• [QUESTIONS TO ANSWER]:
1. Answer these questions from the passage on British decline:
(a) How many helicopters did the Army Air Corps and Royal Air Force park in nearby fields for the airshow event?
(b) What music was played on loudspeakers as the helicopters moved toward the crowd?
(c) During what period did key changes in songs almost completely disappear?
2. Carry on the passage about British decline from its last sentence.

• [PASSAGE TO READ]:
____________________

From Patriotic Alternative.
When I was a boy, (and this is just over 20 years ago), Middle Wallop Airshow used to have a mass event that was known the world over. The Army Air Corps and Royal Air Force would park over 100 helicopters in nearby fields, and then towards the end of the day they would all take off from behind the rolling downs of Hampshire and move slowly towards the crowd, accompanied by Richard Wagner’s March of the Valkyries blasting on loud speakers. It was a very iconic (and confident) display of British military power, and one that is impossible to forget.
Yet today, the British military doesn’t have enough helicopters to spare for such an event, and even if it did, they don’t have enough money to keep them all flying at the same time. As we all sense, decline in the current era is very real and observable, and affects everything in our daily lives. There was a post on Twitter recently that caught my attention and reminded me of something I had noticed back in 2007, this time regarding the deterioration of the music industry. To me back then it seemed that all pop songs had begun to sound very similar. The radio at work churned out tracks that were often indistinguishable from each other, yet some claimed it was just people getting older and complaining. Considering I was only 17 this critique didn’t apply to me, and now research has shown a massive shift took place, as demonstrated in the graph below.
Similar and conformist
During the late 2000s key changes in songs almost completely disappeared, meaning tracks became repetitive and lost almost all of their individuality. There has also been a consistent decrease in melodies, variety of instruments and tempo. There are bands and singers who of course have avoided the current monotony, but they tend to be independent and rely on Youtube, Bandcamp and other platforms to sustain their incomes. It is ironic of course in a time when diversity is championed as the be all and end all of everything that culture has become so similar and conformist. It’s hard to imagine that any of the new books published these days could ever be considered ‘classics’ by later generations either. As politics and more specifically social justice creep into everything (including the recent coverage of the football World Cup), a lot of things have become tedious and boring.

____________________

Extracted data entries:
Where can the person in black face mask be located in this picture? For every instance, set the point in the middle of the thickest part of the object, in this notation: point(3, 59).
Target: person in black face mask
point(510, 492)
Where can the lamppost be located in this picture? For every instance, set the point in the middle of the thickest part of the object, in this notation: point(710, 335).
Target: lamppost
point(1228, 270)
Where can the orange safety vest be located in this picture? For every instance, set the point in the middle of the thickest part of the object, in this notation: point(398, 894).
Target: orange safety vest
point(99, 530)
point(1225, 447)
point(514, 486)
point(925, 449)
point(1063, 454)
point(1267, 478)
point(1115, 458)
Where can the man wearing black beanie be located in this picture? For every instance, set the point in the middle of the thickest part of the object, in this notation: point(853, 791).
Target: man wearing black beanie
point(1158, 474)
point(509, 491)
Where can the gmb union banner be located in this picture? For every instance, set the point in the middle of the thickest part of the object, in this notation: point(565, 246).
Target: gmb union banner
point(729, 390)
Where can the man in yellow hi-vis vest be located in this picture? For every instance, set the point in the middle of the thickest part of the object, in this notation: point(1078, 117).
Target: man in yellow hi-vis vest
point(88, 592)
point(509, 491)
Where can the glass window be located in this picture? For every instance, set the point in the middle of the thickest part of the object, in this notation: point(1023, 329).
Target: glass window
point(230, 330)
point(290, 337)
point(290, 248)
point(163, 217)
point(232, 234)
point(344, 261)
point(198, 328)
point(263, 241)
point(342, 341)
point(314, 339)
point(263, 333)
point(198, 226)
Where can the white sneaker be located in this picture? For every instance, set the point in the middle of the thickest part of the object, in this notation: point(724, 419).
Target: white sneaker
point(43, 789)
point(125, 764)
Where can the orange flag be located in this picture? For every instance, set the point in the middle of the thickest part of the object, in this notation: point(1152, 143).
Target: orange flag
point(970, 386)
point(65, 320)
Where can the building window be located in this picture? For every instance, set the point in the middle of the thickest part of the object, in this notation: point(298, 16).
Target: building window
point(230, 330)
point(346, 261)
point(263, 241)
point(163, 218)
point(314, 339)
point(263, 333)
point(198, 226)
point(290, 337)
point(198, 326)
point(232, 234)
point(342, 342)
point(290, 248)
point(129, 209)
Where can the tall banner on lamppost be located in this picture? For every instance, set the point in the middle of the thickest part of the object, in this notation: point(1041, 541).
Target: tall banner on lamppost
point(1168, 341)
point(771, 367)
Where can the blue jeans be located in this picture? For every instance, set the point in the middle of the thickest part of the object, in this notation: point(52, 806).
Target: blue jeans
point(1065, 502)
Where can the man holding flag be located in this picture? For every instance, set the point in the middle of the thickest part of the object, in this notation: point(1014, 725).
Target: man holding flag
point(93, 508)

____________________

• [ANSWERS TO THE EXERCISE]:
1.
(a) Over 100
(b) Richard Wagner's March of the Valkyries
(c) The late 2000s

2.
I remember back in 1998 when the same competition was held in France, and people couldn’t get enough of it. Supermarkets had England flags everywhere; and there were sticker, coin and stamp collections along with a national feeling of enjoyment. However these days, despite high television ratings, you wouldn’t really guess Qatar 2022 was even taking place, as society doesn’t seem to bother catering for these events anymore. Perhaps we’ve all just become more private, and resent the materialism and throw away culture of merchandise we’ll forget once the final kick is over.
But I actually think there’s a little more to it than that. It’s not just that nationalism, even football nationalism, is taboo these days. It’s the fact that people seem less enthusiastic about pretty much everything, and this seems to have accelerated after we finally left the “Covid” lockdowns. For example at my local Christmas Market, its return post-lockdown was marked by the decision not to continue with the ice rink, despite it being the main attraction and the primary reason why most people went. Meanwhile in the Airshow industry, something I have been close to all my life, it was announced that Europe’s largest free event in Sunderland was ending, just months after the Royal Navy’s only remaining airshow at Yeovilton mysteriously disappeared as well.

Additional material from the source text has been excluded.